(Stored records)
___

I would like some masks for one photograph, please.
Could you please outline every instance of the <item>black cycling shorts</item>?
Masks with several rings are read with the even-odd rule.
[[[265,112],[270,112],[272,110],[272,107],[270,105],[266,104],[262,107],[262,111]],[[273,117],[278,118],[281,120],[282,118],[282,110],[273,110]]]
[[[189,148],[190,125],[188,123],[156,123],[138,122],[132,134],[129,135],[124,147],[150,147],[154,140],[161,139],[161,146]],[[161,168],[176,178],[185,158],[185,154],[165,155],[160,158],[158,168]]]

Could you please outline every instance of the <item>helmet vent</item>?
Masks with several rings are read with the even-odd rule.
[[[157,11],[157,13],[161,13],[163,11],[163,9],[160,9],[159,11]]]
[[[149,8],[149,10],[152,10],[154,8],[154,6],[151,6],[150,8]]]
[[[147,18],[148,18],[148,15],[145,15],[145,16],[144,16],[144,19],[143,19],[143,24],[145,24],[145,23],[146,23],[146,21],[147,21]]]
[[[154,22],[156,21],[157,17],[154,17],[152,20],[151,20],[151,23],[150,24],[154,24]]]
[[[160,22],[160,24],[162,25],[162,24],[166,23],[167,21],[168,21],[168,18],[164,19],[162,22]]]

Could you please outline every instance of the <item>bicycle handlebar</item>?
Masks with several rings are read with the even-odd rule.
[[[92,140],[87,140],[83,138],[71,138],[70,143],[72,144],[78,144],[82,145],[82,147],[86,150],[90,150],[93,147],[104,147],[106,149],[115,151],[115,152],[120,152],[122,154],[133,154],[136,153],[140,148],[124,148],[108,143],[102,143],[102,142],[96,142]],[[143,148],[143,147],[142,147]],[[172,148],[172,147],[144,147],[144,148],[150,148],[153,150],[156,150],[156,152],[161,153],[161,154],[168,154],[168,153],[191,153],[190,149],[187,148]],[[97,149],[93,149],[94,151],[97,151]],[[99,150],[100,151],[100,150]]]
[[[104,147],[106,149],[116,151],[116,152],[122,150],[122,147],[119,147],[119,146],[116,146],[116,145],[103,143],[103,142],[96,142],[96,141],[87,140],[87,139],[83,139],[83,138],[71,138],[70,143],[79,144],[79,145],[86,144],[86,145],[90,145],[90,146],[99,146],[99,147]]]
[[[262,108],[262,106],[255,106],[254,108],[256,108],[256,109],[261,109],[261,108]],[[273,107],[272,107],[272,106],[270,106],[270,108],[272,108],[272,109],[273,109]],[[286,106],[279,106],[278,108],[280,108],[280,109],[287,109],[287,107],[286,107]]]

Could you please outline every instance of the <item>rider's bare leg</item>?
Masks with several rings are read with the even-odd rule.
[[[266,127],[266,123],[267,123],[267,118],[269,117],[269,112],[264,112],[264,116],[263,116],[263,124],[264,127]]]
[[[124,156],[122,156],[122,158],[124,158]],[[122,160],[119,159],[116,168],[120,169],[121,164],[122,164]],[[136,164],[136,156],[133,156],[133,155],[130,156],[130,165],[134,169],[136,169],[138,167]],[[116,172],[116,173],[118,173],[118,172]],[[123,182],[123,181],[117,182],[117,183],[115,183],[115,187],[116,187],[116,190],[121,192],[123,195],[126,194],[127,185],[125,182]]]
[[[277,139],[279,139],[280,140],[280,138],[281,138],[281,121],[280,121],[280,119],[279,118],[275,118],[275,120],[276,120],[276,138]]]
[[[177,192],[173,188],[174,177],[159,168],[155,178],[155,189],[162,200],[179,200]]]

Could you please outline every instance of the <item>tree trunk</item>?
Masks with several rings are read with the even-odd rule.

___

→ About this task
Up to and including the line with "Could you please outline every instance of the <item>bicycle", repeat the data exactly, starting from its first line; nothing else belongs in the response.

→ Task result
I would like some masks for one photograph, please.
Could you please outline every instance of the <item>black cycling shorts</item>?
Masks with several rings are read with the even-odd rule.
[[[265,112],[270,112],[272,110],[272,107],[270,105],[266,104],[262,107],[262,111]],[[273,117],[278,118],[281,120],[282,118],[282,110],[273,110]]]
[[[189,148],[190,125],[188,123],[156,123],[138,122],[132,134],[129,135],[124,147],[150,147],[154,140],[161,139],[161,146]],[[161,168],[176,178],[185,158],[185,154],[165,155],[160,158],[158,168]]]

Could you please outline every instance of the <item>helmet vent</item>?
Masks with several rings are read with the even-odd rule.
[[[157,11],[157,13],[161,13],[163,11],[163,9],[160,9],[159,11]]]
[[[149,8],[149,10],[152,10],[154,8],[154,6],[151,6],[150,8]]]
[[[147,18],[148,18],[148,15],[145,15],[145,16],[144,16],[144,19],[143,19],[143,24],[145,24],[145,23],[146,23],[146,21],[147,21]]]
[[[154,22],[156,21],[157,17],[154,17],[152,20],[151,20],[151,23],[150,24],[154,24]]]
[[[160,22],[160,24],[162,25],[162,24],[166,23],[167,21],[168,21],[168,18],[164,19],[162,22]]]

Could you please outline every instance of the <item>bicycle handlebar</item>?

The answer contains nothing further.